▶ [Given passage]
==================================================

Question

For the following cell, ${\text{Zn}}\left( {\text{s}} \right)\left| {{\text{ZnS}}{{\text{O}}_{\text{4}}}\left( {{\text{aq}}} \right)} \right.\left\| {{\text{CuS}}{{\text{O}}_{\text{4}}}\left( {{\text{aq}}} \right)\left| {{\text{Cu}}\left( {\text{s}} \right)} \right.} \right.$, when the concentration of ${\text{Z}}{{\text{n}}^{2 + }}$ is $\text{10}$ times the concentration of ${\text{C}}{{\text{u}}^{2 + }}$, the expression for $\Delta G$ (in ${\text{J mo}}{{\text{l}}^{ - 1}}$) is:
[$F$ is Faraday constant; $R$ is gas constant; $T$ is temperature; ${E^ \circ }\left( {{\text{cell}}} \right) = 1.1{\text{ V}}$]
A. $2.303RT - 2.2F$
B. $2.303RT + 1.1F$
C. $1.1F$
D. $- 2.2F$

Answer 1

The Gibbs free energy change $\left( {\Delta G} \right)$ of the system is the amount of energy released when the reactants are converted to products under standard conditions. We have to derive an expression for $\Delta G$ using the Nernst equation.

==================================================

▶ [Data provided]

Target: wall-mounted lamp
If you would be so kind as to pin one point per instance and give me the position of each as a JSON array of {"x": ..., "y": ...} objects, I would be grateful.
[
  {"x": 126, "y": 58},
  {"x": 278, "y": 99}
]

==================================================

▶ [Required actions]
#1 Reproduce the zinc–copper cell question from "The Gibbs free" to "the Nernst equation.".
#2 Answer these from the zinc–copper cell question:
(a) What value does it give for the standard cell potential?
(b) How many times the Cu²⁺ concentration is the Zn²⁺ concentration?
(c) Which equation does Answer 1 say is used to derive the expression for ΔG?
#3 Summarize the zinc–copper cell question in two sentences.

▶ [List of answers]
#1
The Gibbs free energy change $\left( {\Delta G} \right)$ of the system is the amount of energy released when the reactants are converted to products under standard conditions. We have to derive an expression for $\Delta G$ using the Nernst equation.

#2
(a) 1.1 V
(b) 10 times
(c) The Nernst equation

#3 For the cell Zn(s)|ZnSO₄(aq)||CuSO₄(aq)|Cu(s), the question asks for the expression for ΔG in J mol⁻¹ when the Zn²⁺ concentration is 10 times the Cu²⁺ concentration. It gives E°(cell) as 1.1 V and offers four choices, and Answer 1 defines ΔG as the energy released when reactants are converted to products under standard conditions, to be derived using the Nernst equation.